• **Document text**:

# XD 40 Sub Comp



## Johnson S (Dec 11, 2007)

Hello,
New to site, have a question about my new XD 40 Sub. I plan to carry now after going to range. It performs very well and I am pleased with the quality and size.
Can anyone recommend a good brand of hollow points that they have used and will not have issues feeding in the XD. I would not like to be spending $2. a bullet but just good spread of lead and no feed problems. 

Johnson S


----------



## Todd (Jul 3, 2006)

I use Hydra Shok's as my defense ammo. Not a problem feeding or firing. I have the service model .40, but it shouldn't make much of a difference.


----------



## JeffWard (Aug 24, 2007)

I use Hydrashocks in my XD9SC.


----------



## propellerhead (May 19, 2006)

I've gone through 100+ rounds of Winchester Ranger 124 gr without any issues. They are much cheaper than GoldDots and Hydrashoks.


----------



## Lucky7 (Nov 7, 2007)

+1 Hydra's


----------



## ClayBreaker08 (Sep 9, 2008)

+1 on the hydras...........issued by the FBI, and to my buddies who are local police officers = good enough for me :smt023


----------



## Willy D (Jun 5, 2008)

I dont think you will have a feed issue no matter what brand of ammo you use...I had a SC40 and I put several hundred rounds through it...All different brands...no problem at all....I have a service 45 and service 9 both of which are XD...The 45 has had well over 1,000 rounds through it and several hundred through the 9...Not even a hiccup from any of the XD's....


----------

• **The request**: Copy out the forum thread on hollow points for the XD 40 Sub word for word.

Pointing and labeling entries

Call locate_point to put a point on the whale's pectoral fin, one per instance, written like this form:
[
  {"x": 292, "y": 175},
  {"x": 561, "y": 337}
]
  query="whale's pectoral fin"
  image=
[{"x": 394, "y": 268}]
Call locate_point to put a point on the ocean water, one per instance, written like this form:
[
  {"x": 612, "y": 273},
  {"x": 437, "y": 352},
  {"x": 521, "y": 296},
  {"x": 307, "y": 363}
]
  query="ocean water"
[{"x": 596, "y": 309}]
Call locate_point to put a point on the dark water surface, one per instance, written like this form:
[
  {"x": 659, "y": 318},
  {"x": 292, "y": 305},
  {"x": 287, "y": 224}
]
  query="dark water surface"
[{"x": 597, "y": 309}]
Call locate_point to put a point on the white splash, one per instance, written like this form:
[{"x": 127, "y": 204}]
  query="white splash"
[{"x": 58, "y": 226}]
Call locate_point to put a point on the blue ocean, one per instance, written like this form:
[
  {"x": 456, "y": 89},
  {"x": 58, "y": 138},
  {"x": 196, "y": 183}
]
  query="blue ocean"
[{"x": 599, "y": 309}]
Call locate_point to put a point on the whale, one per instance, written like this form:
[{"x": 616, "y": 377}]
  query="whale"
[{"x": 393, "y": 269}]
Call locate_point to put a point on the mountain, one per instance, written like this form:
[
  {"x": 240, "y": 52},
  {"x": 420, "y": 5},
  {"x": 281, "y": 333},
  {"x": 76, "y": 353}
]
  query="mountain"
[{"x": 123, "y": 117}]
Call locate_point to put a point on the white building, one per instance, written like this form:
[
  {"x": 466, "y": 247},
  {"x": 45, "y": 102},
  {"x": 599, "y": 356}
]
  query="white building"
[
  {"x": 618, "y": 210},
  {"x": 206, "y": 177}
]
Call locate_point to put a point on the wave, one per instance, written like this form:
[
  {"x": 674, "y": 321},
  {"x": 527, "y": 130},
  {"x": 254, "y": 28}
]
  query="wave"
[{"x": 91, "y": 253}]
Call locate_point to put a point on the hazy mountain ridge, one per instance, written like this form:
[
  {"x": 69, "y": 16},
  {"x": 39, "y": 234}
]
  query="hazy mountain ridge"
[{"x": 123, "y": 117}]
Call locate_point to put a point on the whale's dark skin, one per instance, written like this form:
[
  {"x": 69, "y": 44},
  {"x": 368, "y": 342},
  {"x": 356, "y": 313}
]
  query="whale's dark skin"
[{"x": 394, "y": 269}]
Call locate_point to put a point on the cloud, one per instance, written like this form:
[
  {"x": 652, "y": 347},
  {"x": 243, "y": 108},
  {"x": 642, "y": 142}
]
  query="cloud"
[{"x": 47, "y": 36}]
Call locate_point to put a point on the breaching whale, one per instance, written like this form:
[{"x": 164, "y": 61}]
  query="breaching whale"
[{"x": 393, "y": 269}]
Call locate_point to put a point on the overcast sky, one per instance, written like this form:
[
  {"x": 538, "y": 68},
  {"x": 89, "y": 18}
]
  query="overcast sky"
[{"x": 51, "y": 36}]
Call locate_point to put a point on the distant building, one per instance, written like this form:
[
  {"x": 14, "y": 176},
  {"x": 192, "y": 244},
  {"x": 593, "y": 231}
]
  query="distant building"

• **Solution to this task**:
# XD 40 Sub Comp



## Johnson S (Dec 11, 2007)

Hello,
New to site, have a question about my new XD 40 Sub. I plan to carry now after going to range. It performs very well and I am pleased with the quality and size.
Can anyone recommend a good brand of hollow points that they have used and will not have issues feeding in the XD. I would not like to be spending $2. a bullet but just good spread of lead and no feed problems. 

Johnson S


----------



## Todd (Jul 3, 2006)

I use Hydra Shok's as my defense ammo. Not a problem feeding or firing. I have the service model .40, but it shouldn't make much of a difference.


----------



## JeffWard (Aug 24, 2007)

I use Hydrashocks in my XD9SC.


----------



## propellerhead (May 19, 2006)

I've gone through 100+ rounds of Winchester Ranger 124 gr without any issues. They are much cheaper than GoldDots and Hydrashoks.


----------



## Lucky7 (Nov 7, 2007)

+1 Hydra's


----------



## ClayBreaker08 (Sep 9, 2008)

+1 on the hydras...........issued by the FBI, and to my buddies who are local police officers = good enough for me :smt023


----------



## Willy D (Jun 5, 2008)

I dont think you will have a feed issue no matter what brand of ammo you use...I had a SC40 and I put several hundred rounds through it...All different brands...no problem at all....I have a service 45 and service 9 both of which are XD...The 45 has had well over 1,000 rounds through it and several hundred through the 9...Not even a hiccup from any of the XD's....


----------